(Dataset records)
┌────────

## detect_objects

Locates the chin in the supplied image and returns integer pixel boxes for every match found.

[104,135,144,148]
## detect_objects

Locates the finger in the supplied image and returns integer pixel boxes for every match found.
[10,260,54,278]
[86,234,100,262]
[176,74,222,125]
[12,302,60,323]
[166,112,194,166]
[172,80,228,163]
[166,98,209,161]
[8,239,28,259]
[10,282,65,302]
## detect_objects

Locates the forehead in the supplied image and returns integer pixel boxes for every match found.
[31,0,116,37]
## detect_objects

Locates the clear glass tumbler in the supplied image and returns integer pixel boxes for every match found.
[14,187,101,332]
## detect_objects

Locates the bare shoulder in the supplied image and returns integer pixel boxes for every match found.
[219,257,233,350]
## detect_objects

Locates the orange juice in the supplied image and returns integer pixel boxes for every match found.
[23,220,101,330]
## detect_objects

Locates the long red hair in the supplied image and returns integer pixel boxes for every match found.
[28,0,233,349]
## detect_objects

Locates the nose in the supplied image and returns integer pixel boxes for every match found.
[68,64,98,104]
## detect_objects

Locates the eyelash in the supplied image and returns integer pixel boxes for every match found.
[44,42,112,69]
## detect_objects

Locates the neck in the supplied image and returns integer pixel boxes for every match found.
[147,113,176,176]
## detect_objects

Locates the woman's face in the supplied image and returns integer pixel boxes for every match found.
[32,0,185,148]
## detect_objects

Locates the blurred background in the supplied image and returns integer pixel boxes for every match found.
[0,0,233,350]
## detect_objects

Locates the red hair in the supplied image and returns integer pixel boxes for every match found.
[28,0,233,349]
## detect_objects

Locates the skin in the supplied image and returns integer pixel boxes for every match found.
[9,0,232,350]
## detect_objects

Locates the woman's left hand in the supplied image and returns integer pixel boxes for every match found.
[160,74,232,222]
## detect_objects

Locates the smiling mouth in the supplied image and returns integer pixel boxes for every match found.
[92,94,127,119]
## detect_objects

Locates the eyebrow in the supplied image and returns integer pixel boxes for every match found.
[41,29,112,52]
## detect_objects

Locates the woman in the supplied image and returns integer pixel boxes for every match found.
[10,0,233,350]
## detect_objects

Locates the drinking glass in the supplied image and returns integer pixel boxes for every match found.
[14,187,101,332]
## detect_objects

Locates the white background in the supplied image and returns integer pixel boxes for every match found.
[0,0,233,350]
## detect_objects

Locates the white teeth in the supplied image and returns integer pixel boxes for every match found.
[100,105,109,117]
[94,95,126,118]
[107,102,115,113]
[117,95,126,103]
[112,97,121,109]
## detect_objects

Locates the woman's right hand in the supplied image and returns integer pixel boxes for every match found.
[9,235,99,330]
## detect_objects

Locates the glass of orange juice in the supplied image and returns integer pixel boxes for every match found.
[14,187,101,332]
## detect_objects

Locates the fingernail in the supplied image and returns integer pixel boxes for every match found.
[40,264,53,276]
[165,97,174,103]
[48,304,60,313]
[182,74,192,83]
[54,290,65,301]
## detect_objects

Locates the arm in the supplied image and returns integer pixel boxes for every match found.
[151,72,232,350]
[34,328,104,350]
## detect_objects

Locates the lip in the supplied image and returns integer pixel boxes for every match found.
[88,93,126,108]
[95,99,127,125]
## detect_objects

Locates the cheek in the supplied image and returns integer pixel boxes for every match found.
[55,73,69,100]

└────────

YOUR GOAL:
Output the records from their first line through the line containing "[160,74,232,222]", both ends included, reproducing each line exactly.

TASK RESULT:
## detect_objects

Locates the chin in the supplied image and returns integer pixel boxes for every match found.

[104,135,144,148]
## detect_objects

Locates the finger in the supplied image and returns integer pixel boxes for every match found.
[10,260,54,278]
[86,234,100,262]
[176,74,222,125]
[12,302,60,323]
[166,112,194,166]
[172,80,228,163]
[166,98,209,161]
[8,239,28,259]
[10,282,65,302]
## detect_objects

Locates the forehead in the supplied image and returns integer pixel boxes for every match found.
[31,0,116,37]
## detect_objects

Locates the clear glass tumbler in the supplied image and returns integer pixel boxes for every match found.
[14,187,101,332]
## detect_objects

Locates the bare shoulder in the supplied image and returns integer pixel boxes for every match found.
[219,257,233,350]
## detect_objects

Locates the orange juice in the supplied image and returns integer pixel boxes for every match found.
[23,220,101,330]
## detect_objects

Locates the long red hair in the supplied image and returns integer pixel boxes for every match found.
[28,0,233,349]
## detect_objects

Locates the nose in the supplied image and returns integer pixel boxes for every match found.
[68,64,98,104]
## detect_objects

Locates the eyelash in the supplied image and returns integer pixel boxes for every match found.
[44,42,112,69]
## detect_objects

Locates the neck in the supplied image and returns integer pixel boxes for every match found.
[147,113,176,176]
## detect_objects

Locates the woman's face in the supplied image and returns integer pixel boxes for every match found.
[32,0,185,148]
## detect_objects

Locates the blurred background in the supplied image and returns integer pixel boxes for every match found.
[0,0,233,350]
## detect_objects

Locates the red hair in the supplied image and returns integer pixel boxes for every match found.
[28,0,233,349]
## detect_objects

Locates the skin in the supplied image and returns integer pixel boxes for every match found.
[9,0,232,350]
## detect_objects

Locates the woman's left hand in the supplied image and returns integer pixel boxes for every match found.
[160,74,232,222]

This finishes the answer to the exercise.